Extract to read
::::::

Over the last three years, CBED has broadened its scope beyond teaching teachers. It is heavily involved in policy advocacy work, as part of the Pennsylvania Educator Diversity Consortium, and the 1 Million Teachers of Color Campaign. CBED pushes for better teacher pay through the Teacher Salary Project, which supports highly-effective teachers getting rewarded accordingly. And, El-Mekki points to work his group has done with Pennsylvania Democrat Sen. Vincent Hughes and Republican Sen. Ryan Aument on Senate Bill 99, which aims to diversify the educational workforce through several state-sponsored programs, including increasing dual-enrollment programs that allow high schoolers to earn college credits.
Locally, El-Mekki is working with Philly’s Chief Education Officer Otis Hackney to carve out funding specifically for education majors from the $5 million allotted for Catto scholarships to Community College of Philadelphia. And he’s creating, with Science Leadership Academy at Beeber, a “teacher academy” for students who want to be teachers that will include coursework and apprenticeships for 10th through 12th grade on teaching from a Black historical educational lens. “If you’re an 8th grader here, interested in arts, music, STEM, athletics you know what school to go to,” El-Mekki says. “If you’re interested in teaching, they tell you to go babysit. We’re saying clinical experience and training is just as important for aspiring teachers.”
Racial justice requires educational justice
El-Mekki acknowledges a truth that is unavoidable in any conversation about teaching: This is a particularly hard time to be a teacher, politically, economically and physically. Even before the pandemic, nearly 50 percent of teachers were leaving the field within the first five years, closer to three in urban districts like Philly’s. Now, teachers across the country, including here in Philly, are leaving their jobs in unprecedented numbers—which means recruiting and training young people to the field has both an added urgency and an added complication.
“It’s always a challenge to work in any profession in which you’re serving people,” he says, then points to his own experience by way of illustrating how he convinces students like Ryans to take up teaching. Always social justice-oriented, El-Mekki was on his way to law school when he was shot three times during an altercation after a football game. After 12 surgeries, and several weeks in the hospital, he decided to do social work, which led him to become a counselor at the Youth Study Center, to try to help kids like the one who had shot him.
As he wrote for The Citizen a few years ago, he never even made it out of orientation:
Although the youth at the YSC desperately needed help, I yearned to find them before they entered such a place. I was depressed at the thought of seeing kids as young as 12 in what would constitute as a kiddie jail. I didn’t just want to disrupt the school-to-prison pipeline by working within the system. I wanted to join people working hard to dismantle it by ensuring our youth had a great education and great opportunities to match. I needed a proactive way to fight for justice and equity. I needed to be in a school.
This same spirit of service towards justice is what El-Mekki says drives his apprentices, young men like Ryans who are passionate about social justice and open to the role that education has to play.
“What we found is many students are keenly aware of injustices, and they know it’s not just in society, but also in schools,” he says. “They know where they feel most honored and challenged, loved and respected. You can’t reach racial justice unless educational justice is part of the calculus. The purest form of activism is teaching Black children well.”

::::::

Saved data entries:
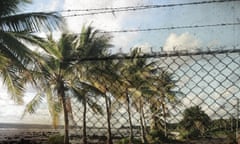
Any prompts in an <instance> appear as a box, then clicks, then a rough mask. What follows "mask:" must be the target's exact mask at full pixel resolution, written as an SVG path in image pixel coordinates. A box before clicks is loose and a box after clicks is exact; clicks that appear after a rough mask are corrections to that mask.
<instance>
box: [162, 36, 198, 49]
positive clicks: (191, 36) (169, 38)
mask: <svg viewBox="0 0 240 144" xmlns="http://www.w3.org/2000/svg"><path fill="white" fill-rule="evenodd" d="M200 44H201V43H200V41H199V40H198V39H197V38H195V37H194V36H193V35H191V34H189V33H188V32H186V33H182V34H180V35H177V34H175V33H171V34H170V35H169V37H168V38H167V40H166V42H165V45H164V47H163V50H165V51H172V50H191V49H196V48H199V47H200Z"/></svg>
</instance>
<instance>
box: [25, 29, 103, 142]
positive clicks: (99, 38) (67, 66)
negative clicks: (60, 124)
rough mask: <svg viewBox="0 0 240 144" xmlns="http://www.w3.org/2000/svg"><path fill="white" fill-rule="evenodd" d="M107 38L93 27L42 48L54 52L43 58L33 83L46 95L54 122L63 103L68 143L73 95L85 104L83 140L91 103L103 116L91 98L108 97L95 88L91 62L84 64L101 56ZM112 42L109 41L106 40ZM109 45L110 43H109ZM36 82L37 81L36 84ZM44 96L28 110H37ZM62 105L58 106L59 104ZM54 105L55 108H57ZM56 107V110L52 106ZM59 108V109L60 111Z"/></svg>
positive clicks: (67, 35)
mask: <svg viewBox="0 0 240 144" xmlns="http://www.w3.org/2000/svg"><path fill="white" fill-rule="evenodd" d="M104 38H105V36H103V35H97V31H94V30H93V28H92V27H87V28H86V27H83V29H82V33H81V35H80V36H78V35H73V34H72V35H71V34H63V35H62V37H61V39H60V40H59V42H58V43H55V42H54V41H53V40H52V39H51V38H50V39H49V41H48V42H45V43H44V42H43V41H41V43H42V46H43V47H45V49H46V50H48V49H50V48H51V49H50V50H49V51H48V52H49V53H48V55H46V56H45V57H44V59H43V60H41V59H40V61H39V67H40V69H41V71H40V72H38V73H36V72H35V75H34V76H35V77H34V78H33V82H34V84H35V85H38V88H39V87H41V88H40V90H41V91H42V92H43V91H44V92H46V93H45V95H46V96H47V100H48V103H49V105H50V107H49V108H50V113H51V114H53V115H52V116H53V122H54V119H57V118H56V117H58V116H59V115H58V114H59V112H60V109H59V104H62V108H63V113H64V126H65V136H64V143H65V144H68V143H69V138H68V135H69V119H68V117H69V114H71V103H70V100H69V99H70V96H73V97H76V98H77V99H78V100H79V101H80V102H82V103H83V106H84V112H83V126H84V128H83V135H84V138H83V141H84V143H87V139H86V107H87V104H88V105H89V106H90V107H91V108H92V109H93V111H95V112H99V113H102V110H101V107H100V106H99V105H98V104H97V103H95V102H94V101H92V100H91V97H94V96H99V95H104V94H105V93H102V91H100V90H99V89H98V88H96V87H95V86H94V85H92V84H91V83H90V82H91V81H90V80H91V79H90V77H87V76H88V71H90V70H92V69H93V68H94V67H93V66H92V63H91V62H88V61H85V62H83V61H81V60H83V59H86V58H89V57H92V56H96V55H101V54H102V52H103V50H104V49H105V46H104V45H103V43H102V42H103V39H104ZM106 42H108V41H106ZM106 46H107V44H106ZM35 81H36V82H35ZM42 96H43V94H42V95H40V96H36V97H35V98H34V99H33V100H32V101H31V102H30V104H29V105H28V107H27V109H26V111H29V110H30V111H29V112H31V110H34V109H36V107H37V106H38V105H39V102H41V101H39V99H40V100H41V97H42ZM54 100H55V101H56V102H55V103H56V104H58V106H57V107H56V104H55V103H54ZM53 103H54V105H55V106H54V105H53ZM52 105H53V107H51V106H52ZM56 108H58V109H56Z"/></svg>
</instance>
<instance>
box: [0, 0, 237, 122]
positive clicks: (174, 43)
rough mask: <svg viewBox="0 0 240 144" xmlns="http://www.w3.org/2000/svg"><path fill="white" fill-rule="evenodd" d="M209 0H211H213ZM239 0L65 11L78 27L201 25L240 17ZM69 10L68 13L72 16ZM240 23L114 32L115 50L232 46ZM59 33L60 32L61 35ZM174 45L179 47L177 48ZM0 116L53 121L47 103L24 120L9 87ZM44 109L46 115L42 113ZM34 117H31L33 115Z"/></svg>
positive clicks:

::::::

Actions to take
A - From the article about El-Mekki and CBED, retype the passage that begins at the words "This same spirit" and ends after "has to play.".
B - Render this sentence from the article about El-Mekki and CBED in Spanish: "The purest form of activism is teaching Black children well."

Responses in order
A -
This same spirit of service towards justice is what El-Mekki says drives his apprentices, young men like Ryans who are passionate about social justice and open to the role that education has to play.

B - La forma más pura de activismo es enseñar bien a los niños negros.